(Opdrachten)
1. Hoeveel arbeidsgehandicapten zijn volgens de tekst over de sociale werkvoorziening in dienst bij de SW-bedrijven?
2. Filter alsjeblieft de rijen hieronder en neem elke rij over waarin het woord "stone" voorkomt.

(Tekstfragment)
● ● ● ● ●

4-3-2008: De toekomst van de sociale werkvoorziening?

De Toekomst van de Sociale Werkvoorziening?   “WSW-ers Onder Ons”                                                      Burgerforum                                                                                  Lies ter Haar

 

Inleiding

De Wet Sociale Werkvoorziening (WSW) vormt het sluitstuk van beleid gericht op de arbeidsparticipatie. Deze wet voorziet in aangepaste werkplekken voor arbeidsgehandicapten. Dat zijn mensen die door lichamelijke, verstandelijke of psychische beperkingen uitsluitend onder aangepaste omstandigheden tot regelmatige arbeid in staat zijn. SW werknemers hebben hun eigen werkplek, meestal in een SW bedrijf zoals Top Craft, maar kunnen ook gedetacheerd worden bij een “gewoon”bedrijf om daar met (of wellicht vrijwel zonder) specifieke ondersteuning “begeleidt” te werken. In beide gevallen blijven het WSW werknemers.

 

De WSW wordt uitgevoerd onder verantwoordelijkheid van de gemeente. De meeste gemeenten besteden de uitvoering uit aan de SW-bedrijven. Bij deze bedrijven zijn zo’n 90.000 arbeidsgehandicapten in dienst. De totale jaaruitgaven van de WSW bedragen zo’n € 1,9 miljard.

 

Zorgelijke ontwikkelingen

Per 1 januari 2007 zou een nieuwe WSW wet gaan gelden, dit is nu uitgesteld tot 1 januari 2008. Die nieuwe wet houdt in dat de bijdrage van de overheid per WSW werknemer (ca. € 25.000,--) rechtstreeks naar de gemeente wordt overgemaakt. Die is op haar beurt verantwoordelijk dat de WSW-werknemers een werkplek krijgen. Wachtlijstbeheer en bekostiging van de arbeidsplaatsen begeleidt werken worden de verantwoordelijkheid van de gemeente. Dat kan niet worden overdragen aan private rechtspersonen!

Daarnaast wordt de indicatie nu door het CWI geregeld en de eisen zijn aangescherpt.

De gevolgen van die strengere indicatie-eisen en de nieuwe WSW wet zullen voor de SW-bedrijven ingrijpend zijn.

● ● ● ● ●

(Aangeleverde gegevens)
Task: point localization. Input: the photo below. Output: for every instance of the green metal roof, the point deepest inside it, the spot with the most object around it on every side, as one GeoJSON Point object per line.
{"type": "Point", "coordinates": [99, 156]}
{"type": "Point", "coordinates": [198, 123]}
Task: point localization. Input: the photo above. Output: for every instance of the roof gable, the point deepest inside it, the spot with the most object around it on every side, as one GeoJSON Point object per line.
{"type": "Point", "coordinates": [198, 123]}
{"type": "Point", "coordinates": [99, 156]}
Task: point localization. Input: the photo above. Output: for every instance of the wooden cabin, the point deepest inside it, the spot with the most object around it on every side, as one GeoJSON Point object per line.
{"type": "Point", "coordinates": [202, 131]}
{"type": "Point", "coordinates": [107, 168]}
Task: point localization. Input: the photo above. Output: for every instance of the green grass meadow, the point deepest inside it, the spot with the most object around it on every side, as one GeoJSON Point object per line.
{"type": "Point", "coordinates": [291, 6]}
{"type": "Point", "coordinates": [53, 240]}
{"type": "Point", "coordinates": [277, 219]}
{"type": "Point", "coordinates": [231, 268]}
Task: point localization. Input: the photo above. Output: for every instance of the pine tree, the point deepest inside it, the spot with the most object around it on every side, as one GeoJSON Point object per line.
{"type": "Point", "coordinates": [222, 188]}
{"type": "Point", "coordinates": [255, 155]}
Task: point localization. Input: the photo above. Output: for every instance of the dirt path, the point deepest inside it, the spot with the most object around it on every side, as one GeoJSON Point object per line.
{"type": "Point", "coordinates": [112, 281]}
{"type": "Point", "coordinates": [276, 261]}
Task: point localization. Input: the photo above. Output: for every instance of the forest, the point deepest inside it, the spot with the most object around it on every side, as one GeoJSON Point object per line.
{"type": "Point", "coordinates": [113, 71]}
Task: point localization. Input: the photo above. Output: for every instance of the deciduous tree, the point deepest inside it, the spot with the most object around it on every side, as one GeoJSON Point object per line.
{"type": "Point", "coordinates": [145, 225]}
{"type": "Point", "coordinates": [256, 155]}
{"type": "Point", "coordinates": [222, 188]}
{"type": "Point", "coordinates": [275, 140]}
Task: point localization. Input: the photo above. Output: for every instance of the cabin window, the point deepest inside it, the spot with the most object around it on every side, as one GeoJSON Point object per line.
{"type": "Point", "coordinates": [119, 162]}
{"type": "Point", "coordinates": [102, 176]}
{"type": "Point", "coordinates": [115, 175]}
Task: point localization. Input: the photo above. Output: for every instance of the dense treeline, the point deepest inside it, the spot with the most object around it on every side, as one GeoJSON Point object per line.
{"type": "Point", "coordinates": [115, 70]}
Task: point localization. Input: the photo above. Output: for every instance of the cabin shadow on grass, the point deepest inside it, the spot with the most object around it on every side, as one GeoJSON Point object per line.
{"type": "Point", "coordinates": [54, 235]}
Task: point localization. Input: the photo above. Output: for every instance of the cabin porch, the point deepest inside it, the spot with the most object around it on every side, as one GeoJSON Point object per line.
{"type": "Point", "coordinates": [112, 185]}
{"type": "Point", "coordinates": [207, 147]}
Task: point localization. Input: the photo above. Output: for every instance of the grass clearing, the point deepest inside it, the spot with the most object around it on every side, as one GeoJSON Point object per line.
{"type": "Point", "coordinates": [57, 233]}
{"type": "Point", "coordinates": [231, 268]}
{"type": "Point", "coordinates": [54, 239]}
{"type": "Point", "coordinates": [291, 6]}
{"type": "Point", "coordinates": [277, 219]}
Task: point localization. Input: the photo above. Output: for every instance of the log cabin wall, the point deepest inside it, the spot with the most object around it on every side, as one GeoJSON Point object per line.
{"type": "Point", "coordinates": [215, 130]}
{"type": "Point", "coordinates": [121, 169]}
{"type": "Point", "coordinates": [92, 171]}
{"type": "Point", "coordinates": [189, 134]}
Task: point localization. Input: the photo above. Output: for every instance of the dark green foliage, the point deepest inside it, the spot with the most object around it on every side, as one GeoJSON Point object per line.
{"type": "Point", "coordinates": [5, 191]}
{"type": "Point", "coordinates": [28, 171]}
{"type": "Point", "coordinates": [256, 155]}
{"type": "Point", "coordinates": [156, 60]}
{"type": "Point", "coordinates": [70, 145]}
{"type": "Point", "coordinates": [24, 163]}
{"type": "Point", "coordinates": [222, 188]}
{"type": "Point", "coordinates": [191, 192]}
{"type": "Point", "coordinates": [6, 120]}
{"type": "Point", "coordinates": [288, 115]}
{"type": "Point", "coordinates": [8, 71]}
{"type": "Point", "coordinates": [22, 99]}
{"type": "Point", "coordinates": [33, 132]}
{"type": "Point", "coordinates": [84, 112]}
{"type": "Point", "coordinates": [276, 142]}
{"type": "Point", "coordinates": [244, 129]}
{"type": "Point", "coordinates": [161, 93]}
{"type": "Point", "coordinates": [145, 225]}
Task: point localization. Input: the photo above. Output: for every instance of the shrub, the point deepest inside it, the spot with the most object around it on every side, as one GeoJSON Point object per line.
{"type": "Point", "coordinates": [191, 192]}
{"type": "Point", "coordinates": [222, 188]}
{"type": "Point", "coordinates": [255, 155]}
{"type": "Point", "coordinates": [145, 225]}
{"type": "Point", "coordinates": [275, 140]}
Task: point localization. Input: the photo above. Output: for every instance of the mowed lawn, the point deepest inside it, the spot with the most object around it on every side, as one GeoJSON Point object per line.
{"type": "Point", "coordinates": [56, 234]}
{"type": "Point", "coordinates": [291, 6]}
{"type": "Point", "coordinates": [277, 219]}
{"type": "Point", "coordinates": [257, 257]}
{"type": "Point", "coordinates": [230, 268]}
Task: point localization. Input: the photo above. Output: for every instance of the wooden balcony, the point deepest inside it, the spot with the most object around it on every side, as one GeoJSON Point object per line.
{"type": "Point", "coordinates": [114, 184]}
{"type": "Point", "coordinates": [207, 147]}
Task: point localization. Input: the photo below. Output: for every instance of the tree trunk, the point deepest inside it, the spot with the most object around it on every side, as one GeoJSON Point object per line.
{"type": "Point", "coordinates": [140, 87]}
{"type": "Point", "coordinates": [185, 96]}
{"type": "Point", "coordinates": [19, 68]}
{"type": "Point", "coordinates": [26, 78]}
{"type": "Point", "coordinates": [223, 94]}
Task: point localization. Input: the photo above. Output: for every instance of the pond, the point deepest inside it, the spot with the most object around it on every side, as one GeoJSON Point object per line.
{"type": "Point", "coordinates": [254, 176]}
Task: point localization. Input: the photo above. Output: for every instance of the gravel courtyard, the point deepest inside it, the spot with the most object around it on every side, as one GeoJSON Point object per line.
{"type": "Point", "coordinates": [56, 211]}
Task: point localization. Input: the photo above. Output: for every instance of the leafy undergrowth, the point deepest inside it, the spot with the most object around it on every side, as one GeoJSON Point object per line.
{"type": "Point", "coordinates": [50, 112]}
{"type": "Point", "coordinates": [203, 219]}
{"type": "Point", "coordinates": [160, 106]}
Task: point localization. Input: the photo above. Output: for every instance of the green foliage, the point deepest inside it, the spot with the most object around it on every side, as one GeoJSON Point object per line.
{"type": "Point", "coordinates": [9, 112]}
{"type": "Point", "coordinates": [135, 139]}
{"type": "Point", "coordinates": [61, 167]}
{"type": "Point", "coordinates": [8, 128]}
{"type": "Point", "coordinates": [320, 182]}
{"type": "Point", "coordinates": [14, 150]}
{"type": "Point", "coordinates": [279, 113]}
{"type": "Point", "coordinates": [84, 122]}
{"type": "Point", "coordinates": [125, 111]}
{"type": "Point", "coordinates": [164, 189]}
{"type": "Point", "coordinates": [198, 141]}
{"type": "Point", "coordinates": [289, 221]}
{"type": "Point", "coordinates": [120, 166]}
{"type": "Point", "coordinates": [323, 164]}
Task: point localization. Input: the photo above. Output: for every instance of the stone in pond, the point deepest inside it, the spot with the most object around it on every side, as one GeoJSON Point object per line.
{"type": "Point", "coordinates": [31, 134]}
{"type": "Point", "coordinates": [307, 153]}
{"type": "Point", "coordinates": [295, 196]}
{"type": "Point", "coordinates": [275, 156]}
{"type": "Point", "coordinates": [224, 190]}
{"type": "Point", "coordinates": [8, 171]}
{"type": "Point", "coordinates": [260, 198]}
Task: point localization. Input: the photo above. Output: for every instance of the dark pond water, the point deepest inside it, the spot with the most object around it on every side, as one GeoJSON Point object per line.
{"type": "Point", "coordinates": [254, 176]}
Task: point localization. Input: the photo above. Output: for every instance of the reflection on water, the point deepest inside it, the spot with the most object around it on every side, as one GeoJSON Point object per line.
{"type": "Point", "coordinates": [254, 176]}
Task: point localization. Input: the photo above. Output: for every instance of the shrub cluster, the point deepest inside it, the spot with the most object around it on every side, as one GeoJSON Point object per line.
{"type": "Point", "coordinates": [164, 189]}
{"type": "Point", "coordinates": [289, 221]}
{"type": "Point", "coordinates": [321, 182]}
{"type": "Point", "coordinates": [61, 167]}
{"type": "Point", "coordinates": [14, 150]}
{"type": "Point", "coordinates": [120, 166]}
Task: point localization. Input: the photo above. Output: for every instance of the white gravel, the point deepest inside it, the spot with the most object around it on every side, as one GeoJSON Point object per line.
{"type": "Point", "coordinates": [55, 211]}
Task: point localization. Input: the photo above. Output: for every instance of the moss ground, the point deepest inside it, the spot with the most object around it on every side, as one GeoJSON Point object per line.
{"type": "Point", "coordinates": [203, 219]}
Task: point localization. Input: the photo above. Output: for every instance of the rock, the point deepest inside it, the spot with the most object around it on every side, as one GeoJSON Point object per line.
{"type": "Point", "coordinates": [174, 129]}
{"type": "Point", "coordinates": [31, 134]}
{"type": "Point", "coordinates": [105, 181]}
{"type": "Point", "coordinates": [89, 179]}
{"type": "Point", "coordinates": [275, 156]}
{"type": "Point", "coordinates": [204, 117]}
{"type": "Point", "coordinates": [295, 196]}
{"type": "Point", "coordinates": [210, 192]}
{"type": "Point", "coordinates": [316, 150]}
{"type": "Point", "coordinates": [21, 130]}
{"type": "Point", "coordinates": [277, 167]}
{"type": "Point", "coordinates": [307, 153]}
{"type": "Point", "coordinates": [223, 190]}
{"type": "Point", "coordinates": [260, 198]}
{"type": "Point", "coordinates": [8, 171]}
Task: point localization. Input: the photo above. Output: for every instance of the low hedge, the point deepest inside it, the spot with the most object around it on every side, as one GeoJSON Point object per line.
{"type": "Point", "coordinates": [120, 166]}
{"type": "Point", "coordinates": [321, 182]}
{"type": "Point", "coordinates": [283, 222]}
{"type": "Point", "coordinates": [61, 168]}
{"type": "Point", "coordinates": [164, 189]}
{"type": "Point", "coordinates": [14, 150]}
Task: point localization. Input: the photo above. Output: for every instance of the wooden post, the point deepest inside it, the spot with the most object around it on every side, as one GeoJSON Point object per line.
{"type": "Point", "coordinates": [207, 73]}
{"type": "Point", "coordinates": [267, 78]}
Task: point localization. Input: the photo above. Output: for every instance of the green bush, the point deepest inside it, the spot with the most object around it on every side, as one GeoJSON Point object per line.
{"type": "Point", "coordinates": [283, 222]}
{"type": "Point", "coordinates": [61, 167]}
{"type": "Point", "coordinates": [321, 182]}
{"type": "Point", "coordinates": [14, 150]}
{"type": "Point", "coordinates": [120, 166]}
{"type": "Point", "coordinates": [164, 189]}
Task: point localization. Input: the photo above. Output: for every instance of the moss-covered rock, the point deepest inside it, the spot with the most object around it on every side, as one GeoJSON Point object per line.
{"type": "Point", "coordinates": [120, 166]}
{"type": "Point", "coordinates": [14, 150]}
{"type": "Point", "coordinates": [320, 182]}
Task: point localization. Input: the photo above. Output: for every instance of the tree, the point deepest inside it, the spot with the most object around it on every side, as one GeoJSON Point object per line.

● ● ● ● ●

(Antwoorden per opdracht)
1. Zo'n 90.000.

2.
Task: point localization. Input: the photo above. Output: for every instance of the stone in pond, the point deepest inside it, the spot with the most object around it on every side, as one GeoJSON Point object per line.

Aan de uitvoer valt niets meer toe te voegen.